BOISE -- Some staff members at St. Luke's Hospital are going above and beyond to help patients.
A group of pediatric nurses and doctors is raising money for the St. Baldrick's Foundation to help pay for childhood cancer research. But that's not all they're doing.
All 24 members of the team will also be shaving their heads in support of the cause.
They've even formed a team "Breaking Bald" -- a play on words punning on the popular TV series "Breaking Bad."
Savannah Johnson is one of the patients receiving cancer treatment at St. Luke's in downtown Boise.
"Every week we have to drive to the hospital and then we have to go home. And then the next week we have to come back to the hospital and then go home," said Johnson.
The brave 9-year-old was diagnosed with cancer in December. She has lymphoblastic lymphoma, a type of cancer that affects her bones.
Nurses say her ability to smile through it all is inspiring.
"So brave and so strong and so resilient," said Registered Nurse Kristin Dewey who cares for her.
Patients in the pediatric oncology unit make a big impact on the people who work in the department. That's why team memvers will soon be taking a big step to support them--shaving off all their hair.
"I've never seen myself bald so I have no idea what to expect," added Dewey.
On March 8, members of team "Breaking Bald" will be shave in honor of their young patients.

**TASK 1:**
From the St. Luke's article, list the adjectives Kristin Dewey uses to describe Savannah Johnson.
**TASK 2:**
Extend the article about the St. Luke's pediatric team, starting after its final sentence.
The listing after this article plays no part in the work on it.

**DATA TO EXAMINE:**
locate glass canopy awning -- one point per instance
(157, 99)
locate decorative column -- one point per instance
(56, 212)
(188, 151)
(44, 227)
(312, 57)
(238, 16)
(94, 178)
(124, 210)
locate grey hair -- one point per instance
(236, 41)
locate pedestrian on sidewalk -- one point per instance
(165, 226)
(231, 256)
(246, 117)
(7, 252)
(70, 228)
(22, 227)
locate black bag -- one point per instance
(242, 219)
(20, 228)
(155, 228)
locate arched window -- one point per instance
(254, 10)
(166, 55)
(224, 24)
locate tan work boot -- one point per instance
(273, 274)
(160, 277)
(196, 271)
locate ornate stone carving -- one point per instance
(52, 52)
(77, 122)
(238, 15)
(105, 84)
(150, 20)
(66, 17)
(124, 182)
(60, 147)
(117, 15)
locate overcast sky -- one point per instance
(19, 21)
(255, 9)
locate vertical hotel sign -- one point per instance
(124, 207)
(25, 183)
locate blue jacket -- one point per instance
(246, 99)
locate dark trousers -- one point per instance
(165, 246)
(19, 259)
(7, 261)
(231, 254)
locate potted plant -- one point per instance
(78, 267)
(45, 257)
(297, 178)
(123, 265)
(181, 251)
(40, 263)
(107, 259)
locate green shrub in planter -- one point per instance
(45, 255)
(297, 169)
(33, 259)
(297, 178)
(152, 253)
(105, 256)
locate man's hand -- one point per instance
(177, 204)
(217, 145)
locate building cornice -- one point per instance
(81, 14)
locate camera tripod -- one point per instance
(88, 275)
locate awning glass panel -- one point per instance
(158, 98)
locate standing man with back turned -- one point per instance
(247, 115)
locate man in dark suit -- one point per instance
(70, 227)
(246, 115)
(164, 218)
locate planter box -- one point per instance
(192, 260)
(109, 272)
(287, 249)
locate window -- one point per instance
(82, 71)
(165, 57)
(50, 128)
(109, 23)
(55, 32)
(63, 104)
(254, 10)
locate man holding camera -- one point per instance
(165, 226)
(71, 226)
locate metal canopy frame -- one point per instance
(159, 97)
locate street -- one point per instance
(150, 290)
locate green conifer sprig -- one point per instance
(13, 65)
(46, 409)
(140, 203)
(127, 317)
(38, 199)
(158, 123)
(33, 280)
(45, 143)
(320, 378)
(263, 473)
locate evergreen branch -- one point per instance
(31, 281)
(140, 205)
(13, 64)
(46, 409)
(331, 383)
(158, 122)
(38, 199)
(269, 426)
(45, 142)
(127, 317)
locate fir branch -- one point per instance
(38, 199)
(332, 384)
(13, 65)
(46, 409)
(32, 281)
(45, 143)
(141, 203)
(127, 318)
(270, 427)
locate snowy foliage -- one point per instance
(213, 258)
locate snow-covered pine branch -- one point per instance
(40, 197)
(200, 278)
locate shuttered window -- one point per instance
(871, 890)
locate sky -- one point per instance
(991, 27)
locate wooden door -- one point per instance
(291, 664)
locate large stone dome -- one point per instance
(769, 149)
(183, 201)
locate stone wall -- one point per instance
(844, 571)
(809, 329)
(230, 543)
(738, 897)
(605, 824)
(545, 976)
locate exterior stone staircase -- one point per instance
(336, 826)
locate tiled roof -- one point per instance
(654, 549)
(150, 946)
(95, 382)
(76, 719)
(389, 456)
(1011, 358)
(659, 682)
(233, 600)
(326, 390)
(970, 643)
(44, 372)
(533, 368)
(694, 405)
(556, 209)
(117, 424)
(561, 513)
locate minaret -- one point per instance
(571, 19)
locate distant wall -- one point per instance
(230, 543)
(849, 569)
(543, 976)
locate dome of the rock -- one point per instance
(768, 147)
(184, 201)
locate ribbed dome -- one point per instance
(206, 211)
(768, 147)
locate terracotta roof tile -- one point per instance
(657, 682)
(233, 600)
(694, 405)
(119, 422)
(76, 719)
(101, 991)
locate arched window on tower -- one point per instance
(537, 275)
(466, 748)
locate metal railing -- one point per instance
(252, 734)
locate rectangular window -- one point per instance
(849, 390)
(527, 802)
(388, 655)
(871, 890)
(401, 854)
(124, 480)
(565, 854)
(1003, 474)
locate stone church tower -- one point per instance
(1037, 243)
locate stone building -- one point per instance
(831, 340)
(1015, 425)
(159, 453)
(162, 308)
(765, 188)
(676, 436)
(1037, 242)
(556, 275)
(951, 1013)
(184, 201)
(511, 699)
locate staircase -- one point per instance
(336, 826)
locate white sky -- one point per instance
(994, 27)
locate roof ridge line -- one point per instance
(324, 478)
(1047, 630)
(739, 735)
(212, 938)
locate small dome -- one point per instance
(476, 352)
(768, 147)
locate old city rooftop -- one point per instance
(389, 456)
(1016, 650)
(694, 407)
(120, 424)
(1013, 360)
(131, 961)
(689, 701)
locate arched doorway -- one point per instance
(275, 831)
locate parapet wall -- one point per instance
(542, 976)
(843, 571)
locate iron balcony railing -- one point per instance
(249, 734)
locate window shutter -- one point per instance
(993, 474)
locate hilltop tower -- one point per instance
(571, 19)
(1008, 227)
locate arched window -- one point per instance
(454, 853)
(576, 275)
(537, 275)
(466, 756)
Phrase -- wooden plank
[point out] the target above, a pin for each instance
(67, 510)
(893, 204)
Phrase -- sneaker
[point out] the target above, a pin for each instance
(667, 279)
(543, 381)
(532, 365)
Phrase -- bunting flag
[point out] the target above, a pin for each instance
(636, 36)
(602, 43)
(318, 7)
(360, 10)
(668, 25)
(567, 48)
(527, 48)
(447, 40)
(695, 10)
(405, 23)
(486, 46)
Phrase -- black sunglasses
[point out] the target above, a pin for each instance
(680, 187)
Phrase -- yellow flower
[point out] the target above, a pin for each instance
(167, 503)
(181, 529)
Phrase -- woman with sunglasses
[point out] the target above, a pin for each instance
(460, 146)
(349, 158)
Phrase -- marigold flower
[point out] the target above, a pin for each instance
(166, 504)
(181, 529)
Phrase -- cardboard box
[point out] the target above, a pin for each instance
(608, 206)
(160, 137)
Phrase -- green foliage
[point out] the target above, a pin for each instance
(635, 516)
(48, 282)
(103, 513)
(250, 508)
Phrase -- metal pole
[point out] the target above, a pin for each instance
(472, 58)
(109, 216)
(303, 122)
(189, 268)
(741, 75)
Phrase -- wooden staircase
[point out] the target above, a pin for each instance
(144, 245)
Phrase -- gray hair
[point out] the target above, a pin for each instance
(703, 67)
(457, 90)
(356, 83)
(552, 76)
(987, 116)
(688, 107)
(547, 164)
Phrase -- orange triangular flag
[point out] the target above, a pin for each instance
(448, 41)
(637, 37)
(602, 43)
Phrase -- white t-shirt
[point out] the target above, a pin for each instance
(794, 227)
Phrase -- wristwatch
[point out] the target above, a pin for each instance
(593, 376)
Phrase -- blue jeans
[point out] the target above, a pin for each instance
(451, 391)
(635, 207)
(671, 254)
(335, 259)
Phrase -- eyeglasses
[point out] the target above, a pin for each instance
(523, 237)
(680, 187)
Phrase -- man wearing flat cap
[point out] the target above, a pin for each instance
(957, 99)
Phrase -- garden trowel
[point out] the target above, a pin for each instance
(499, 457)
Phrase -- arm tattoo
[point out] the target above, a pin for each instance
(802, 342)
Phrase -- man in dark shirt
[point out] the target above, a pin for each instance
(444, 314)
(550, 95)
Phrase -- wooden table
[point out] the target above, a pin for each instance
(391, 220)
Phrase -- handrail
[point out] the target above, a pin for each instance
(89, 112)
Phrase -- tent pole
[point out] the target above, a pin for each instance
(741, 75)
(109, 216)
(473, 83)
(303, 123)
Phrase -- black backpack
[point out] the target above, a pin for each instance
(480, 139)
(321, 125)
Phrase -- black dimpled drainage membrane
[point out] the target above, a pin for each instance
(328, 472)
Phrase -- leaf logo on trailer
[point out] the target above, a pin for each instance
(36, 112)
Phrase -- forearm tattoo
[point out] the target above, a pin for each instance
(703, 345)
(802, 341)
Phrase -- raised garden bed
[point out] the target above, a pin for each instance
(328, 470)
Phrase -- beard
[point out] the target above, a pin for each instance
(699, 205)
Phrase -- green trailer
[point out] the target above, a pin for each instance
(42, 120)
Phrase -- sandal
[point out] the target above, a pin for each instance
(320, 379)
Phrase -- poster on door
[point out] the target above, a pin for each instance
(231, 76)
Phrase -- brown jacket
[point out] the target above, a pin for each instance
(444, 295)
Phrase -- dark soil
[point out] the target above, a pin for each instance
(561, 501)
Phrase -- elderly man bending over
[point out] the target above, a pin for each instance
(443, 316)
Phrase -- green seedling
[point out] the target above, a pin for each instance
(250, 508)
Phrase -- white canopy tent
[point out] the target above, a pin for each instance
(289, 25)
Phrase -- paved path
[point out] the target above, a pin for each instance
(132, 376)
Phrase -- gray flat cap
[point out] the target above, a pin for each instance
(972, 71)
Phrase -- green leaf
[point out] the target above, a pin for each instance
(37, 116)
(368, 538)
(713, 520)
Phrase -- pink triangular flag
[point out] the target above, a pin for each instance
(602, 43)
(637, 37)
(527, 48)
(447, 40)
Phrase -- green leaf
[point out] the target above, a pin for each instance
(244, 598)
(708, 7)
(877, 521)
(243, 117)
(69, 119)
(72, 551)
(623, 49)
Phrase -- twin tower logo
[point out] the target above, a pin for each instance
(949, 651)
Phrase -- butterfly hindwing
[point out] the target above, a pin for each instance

**ANSWER 1:**
brave, strong, resilient

**ANSWER 2:**
"Whether you're five-years-old or 16-years-old it's a really big deal and it's losing a big part of your identity." said Dewey.
The gesture is part of a fundraiser for childhood cancer research through the St. Baldrick's Foundation.
"I empathize and so I want people to know that this is happening," said Hilary Rayhill, a pediatric intensive care nurse at St. Luke's.
Team members hope to raise $50,000. The money helps fund cancer research for treatment and cures.
"The parents are like, OK, you kind of get it. Our life is completely changed and you're going to completely change the way people see you as a result of what you see us go through," added Rayhill.
The patients who receive care at St. Luke's appreciate it, too.
"I think it's nice that they're doing that," said Johnson of her nurses efforts.
According to the foundation's website, St. Baldrick's has provided 100 million dollars for childhood cancer research grants since 2005.